» Provided text:
The main threat to the flora ecosystem at Aiken canyon preserve is invasive noxious weed overgrowth. Such effects have been shown that noxious weeds are capable of overwhelming native plants by tactics such as overshadowing for sunlight, consuming more nutrition from water and soil as well as accelerated growth in comparison. Efforts such as environmental management programs have been put into place by the conservatory to minimise such effects on the land and ecosystem. Examples of these programs are seen in a weed extraction handbook from the conservancy where recommendations include manual approaches such as pulling or stabbing and more mechanical processes such as flooding, tilling, soil solarization, mulching and girdling.

Threats towards the fauna life in Aiken Canyon Preserve include cowbird parasitism, habitat disturbance and possible development conflicts from surrounding areas. Cowbird parasitism is a main threat to the bird species within the canyon area as the chicks are known to roll or push out the other bird eggs which decreases the native bird population. Habitat disturbance is a threat to the preserve as its adjacent land and private land within the canyon are still possible for construction development. An example of this threat was the recent proposal of a Quarry site in the El Paso County area in 2016 which would have damaged Aiken Canyon Preserve and surrounding areas on the Front Range as it would have been at the bottom of the site. This proposal was then denied in 2018 by the state board as the construction would have effected the clean drinking water in the area. The Nature Conservancy is trying to develop a conservation outline to work with current private property owners to reduce future environmental threats.

» Data excerpts:

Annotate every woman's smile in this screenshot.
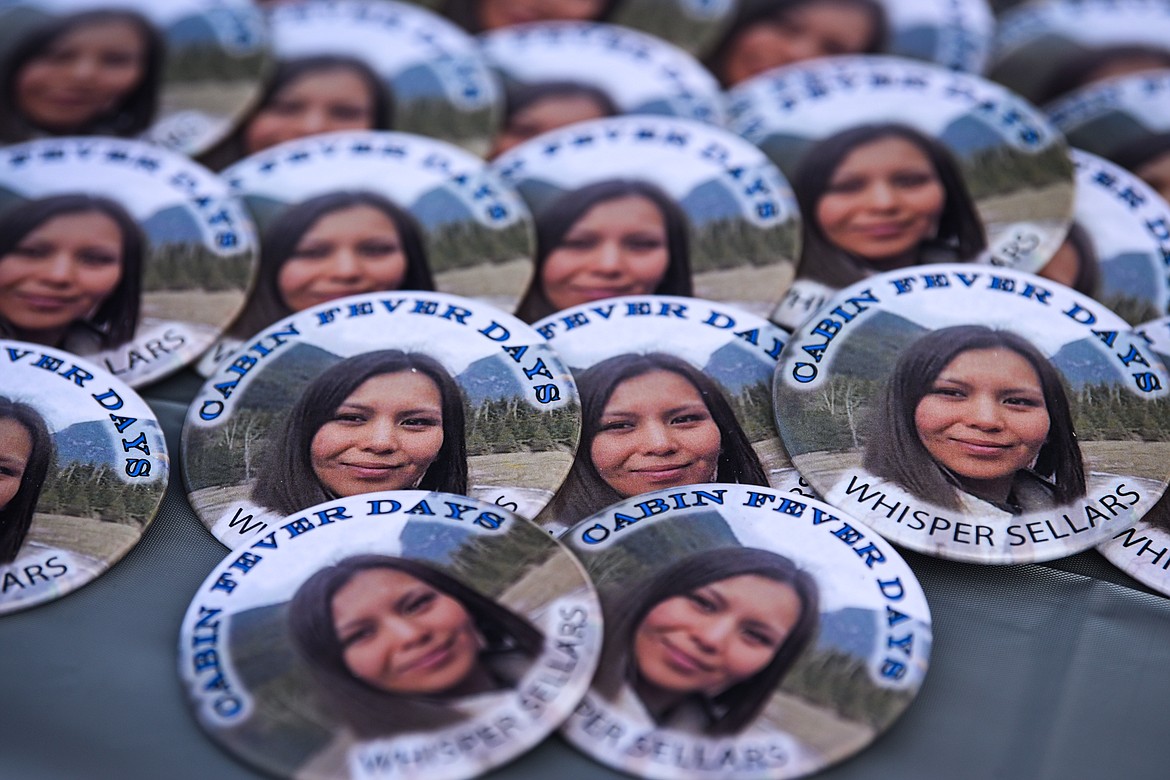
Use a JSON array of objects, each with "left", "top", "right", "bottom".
[
  {"left": 590, "top": 371, "right": 722, "bottom": 496},
  {"left": 914, "top": 348, "right": 1051, "bottom": 501},
  {"left": 309, "top": 371, "right": 443, "bottom": 496},
  {"left": 634, "top": 574, "right": 801, "bottom": 696},
  {"left": 815, "top": 137, "right": 947, "bottom": 264}
]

» Exercise tasks:
- a) In the Aiken Canyon Preserve text, in what year did the state board deny the quarry proposal?
- b) Duplicate the part of the Aiken Canyon Preserve text that opens with the words containing "The main threat" and closes with "mulching and girdling.".
- c) Write the next part of the Aiken Canyon Preserve text, picking up after its last sentence.

» Solved problems:
- a) 2018

- b)
The main threat to the flora ecosystem at Aiken canyon preserve is invasive noxious weed overgrowth. Such effects have been shown that noxious weeds are capable of overwhelming native plants by tactics such as overshadowing for sunlight, consuming more nutrition from water and soil as well as accelerated growth in comparison. Efforts such as environmental management programs have been put into place by the conservatory to minimise such effects on the land and ecosystem. Examples of these programs are seen in a weed extraction handbook from the conservancy where recommendations include manual approaches such as pulling or stabbing and more mechanical processes such as flooding, tilling, soil solarization, mulching and girdling.

- c)
== Weather ==
During a 20-year observational research period between 1978 and 1998, it was found that average daily precipitation rate was at 44 mm which was half the average of surrounding mountain ranges. The daily average measured temperature within the month of June was at 18.4 C with a range of difference of 0.1 °C. The pollen count within the Aiken Canyon region was found to be on average 16,622 grains within a range of difference to be 1142 grains.